Work request: Apart from the pictures, every record here must be copied word for word.
Start of Supplied material
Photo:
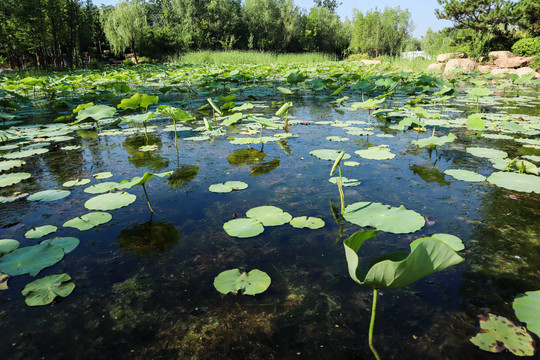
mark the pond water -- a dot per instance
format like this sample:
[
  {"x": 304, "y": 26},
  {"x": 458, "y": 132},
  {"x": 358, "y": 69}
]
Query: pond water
[{"x": 144, "y": 282}]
End of Supplied material
Answer below:
Photo:
mark the pond water -- a dot per instance
format like this sample:
[
  {"x": 304, "y": 26},
  {"x": 458, "y": 132},
  {"x": 358, "y": 69}
]
Query: pond water
[{"x": 144, "y": 282}]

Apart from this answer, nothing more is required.